[Task description]: Format everything from the line containing "Report x and y for each instance of the parked" down to the end of the listing below as a JSON list of strings, one string per line, with blank lines omitted.

[Dataset excerpt]
%%
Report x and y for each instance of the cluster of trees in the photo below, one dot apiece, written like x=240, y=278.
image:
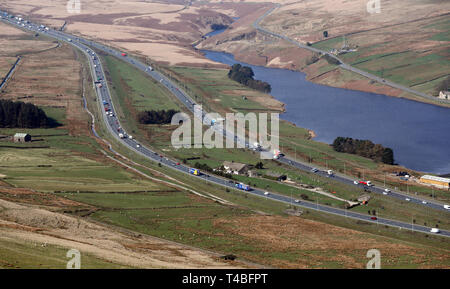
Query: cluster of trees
x=244, y=75
x=444, y=85
x=218, y=172
x=156, y=116
x=313, y=59
x=364, y=148
x=331, y=60
x=22, y=115
x=218, y=26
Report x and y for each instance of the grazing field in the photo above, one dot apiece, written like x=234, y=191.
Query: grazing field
x=32, y=237
x=406, y=43
x=162, y=31
x=284, y=242
x=295, y=141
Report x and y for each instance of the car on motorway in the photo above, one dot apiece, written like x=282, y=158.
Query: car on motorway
x=435, y=230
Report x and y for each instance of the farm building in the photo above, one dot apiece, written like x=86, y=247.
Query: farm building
x=235, y=168
x=22, y=137
x=444, y=95
x=435, y=181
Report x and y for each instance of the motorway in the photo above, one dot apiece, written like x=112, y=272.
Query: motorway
x=343, y=65
x=113, y=125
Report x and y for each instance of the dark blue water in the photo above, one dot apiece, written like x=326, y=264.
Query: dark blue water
x=418, y=133
x=215, y=32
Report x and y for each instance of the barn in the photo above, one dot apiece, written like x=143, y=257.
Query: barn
x=435, y=181
x=22, y=137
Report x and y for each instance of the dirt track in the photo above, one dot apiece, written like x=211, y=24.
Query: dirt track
x=28, y=223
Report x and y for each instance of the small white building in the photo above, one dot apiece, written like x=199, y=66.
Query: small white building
x=235, y=168
x=22, y=137
x=444, y=95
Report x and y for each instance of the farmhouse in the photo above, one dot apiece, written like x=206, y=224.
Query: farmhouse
x=444, y=95
x=435, y=181
x=22, y=137
x=235, y=168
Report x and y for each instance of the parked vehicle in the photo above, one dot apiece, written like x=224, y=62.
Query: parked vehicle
x=242, y=186
x=194, y=172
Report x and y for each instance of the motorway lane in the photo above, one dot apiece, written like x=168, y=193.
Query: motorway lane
x=342, y=65
x=189, y=103
x=114, y=127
%%
[Response to the exercise]:
[
  "Report x and y for each instance of the parked vehicle in the photo above, one dot apiece, written like x=224, y=62.",
  "Query: parked vehicle",
  "x=242, y=186",
  "x=194, y=172",
  "Report x and y for each instance of the motorway lane in the photo above, one dot apiece, written like x=168, y=193.",
  "Query: motorway lane",
  "x=342, y=65",
  "x=189, y=103",
  "x=114, y=127"
]